__Extracted text__
***

Upon entering the banquet room, I was stripped from his protection and given a seat with others who would receive awards. By chance, I had the opportunity to sit at one of two tables for eight in front of a lustrous head table that included: Vice President Hubert Humphrey, Charles Lindbergh, General Jimmy Stewart and Bob Hope. Oh, they weren’t there for us helicopter jocks. They were there to hear and honor our guest speaker who was also sitting at my table, Col. Neil Armstrong. Neil had just completed a two week quarantine being the first man to set foot on the moon. He would be making his first public appearance since returning to Earth.
This was an outstanding opportunity; Madalyn Murray O’Hair had just badgered the US Supreme Court into throwing prayer out of public schools. Now she was back on her broom, petitioning the court to kick Bible reading out of space. The first Apollo Mission to orbit the Moon occurred last Christmas Eve and found the crew quoting Scripture, “In the beginning, God created Heaven and Earth. . . .” Part of her thesis was supposedly that Neil Armstrong was believed to be one her fellow atheists. Discussion at the table was already lively; I could hardly wait to hear his presentation!
Col. Armstrong described his descent from the Orbiter Vehicle as one continuous series of problems and wasn’t able to look out either of his two side windows until the landing module was righting itself in the automatic mode. “I glanced out and saw giant boulders . . . the size of cars and trucks,” Neil vividly painted. “Realizing I was on the edge of a crater, I elected to utilize my God-given right and take over in the manual mode to hover to a clear area.” (He was obviously a trained helicopter pilot) He continued, “. . . The final seconds fuel exhaustion warning sounded, I don’t know who landed the ship!” Col. Armstrong concluded.

***

__Exercise requirements__
A: In the banquet account, how long was Neil Armstrong's quarantine before his first public appearance?
B: Please pick up the banquet account after its last sentence and carry the story forward.
The records come from a different source than the banquet account.

***

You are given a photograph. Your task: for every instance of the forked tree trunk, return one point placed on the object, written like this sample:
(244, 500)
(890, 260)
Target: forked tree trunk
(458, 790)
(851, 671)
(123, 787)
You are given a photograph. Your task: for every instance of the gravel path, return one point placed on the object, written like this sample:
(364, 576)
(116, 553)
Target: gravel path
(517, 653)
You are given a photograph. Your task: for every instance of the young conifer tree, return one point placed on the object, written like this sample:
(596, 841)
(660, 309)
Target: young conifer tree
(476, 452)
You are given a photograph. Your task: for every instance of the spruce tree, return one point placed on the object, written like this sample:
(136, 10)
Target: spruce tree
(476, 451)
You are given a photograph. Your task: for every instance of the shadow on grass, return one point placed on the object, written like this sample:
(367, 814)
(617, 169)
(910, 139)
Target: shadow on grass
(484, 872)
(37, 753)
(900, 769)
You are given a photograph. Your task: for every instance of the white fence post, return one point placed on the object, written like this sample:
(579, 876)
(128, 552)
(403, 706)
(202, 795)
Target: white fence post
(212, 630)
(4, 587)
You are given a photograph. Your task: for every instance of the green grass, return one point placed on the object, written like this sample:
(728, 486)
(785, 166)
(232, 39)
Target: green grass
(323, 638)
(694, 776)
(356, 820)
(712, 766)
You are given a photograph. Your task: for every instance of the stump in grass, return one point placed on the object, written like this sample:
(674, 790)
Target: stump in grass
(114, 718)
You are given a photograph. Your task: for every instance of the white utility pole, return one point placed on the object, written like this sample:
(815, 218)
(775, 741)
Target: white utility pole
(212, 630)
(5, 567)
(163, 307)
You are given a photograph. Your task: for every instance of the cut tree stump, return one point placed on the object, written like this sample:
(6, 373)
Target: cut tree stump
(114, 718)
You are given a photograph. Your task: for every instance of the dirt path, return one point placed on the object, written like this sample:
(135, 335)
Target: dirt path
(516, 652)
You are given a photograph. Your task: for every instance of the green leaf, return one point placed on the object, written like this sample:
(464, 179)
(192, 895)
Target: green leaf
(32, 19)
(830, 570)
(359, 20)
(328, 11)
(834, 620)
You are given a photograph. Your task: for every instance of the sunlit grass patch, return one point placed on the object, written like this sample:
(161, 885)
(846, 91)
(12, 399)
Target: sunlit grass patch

***

__Answer section__
A: Two weeks.

B:
I still don’t know what Neil’s religious beliefs are but that certainly didn’t sound like an atheist to me! I never again heard Madelyn take on NASA; in fact, a few years later, NO one heard from HER.
Copyright 2005/2012 Jack Schweibold, Chapter 15, In the Safety of His Wings
http://www.amazon.com/The-Safety-His-Wings
It's
a pleasure to revisit history once in a while.
Neil
I had the great pleasure and honor in working with Jack on many Soloy projects that used the Allison 250 series engines. Jack knowledge and experience was enormous help to us interesting and worthwhile projects.
Thanks Nick,
You were the Soloy treasure, an extremely talented engineer … the heart of Soloy's success. Thanks for letting us know you are still well. It was a joy to know you….
Jack
What an absolutely riveting story.
I have had the pleasure of meeting three great men. Frank Whittle, Bob Hoover, and you.
Don't know if you remember the Allison Training Center, but the manager Connie Martin, instructors, Bob Cook, Jessie Phillips, and myself all knew we were in the presence of greatness when you visited the training center. Will never forget the times you indoctrinated us to the helicopters, both the OH-6A and the OH-58.
Thanks Jack for the article and the memories . God Bless.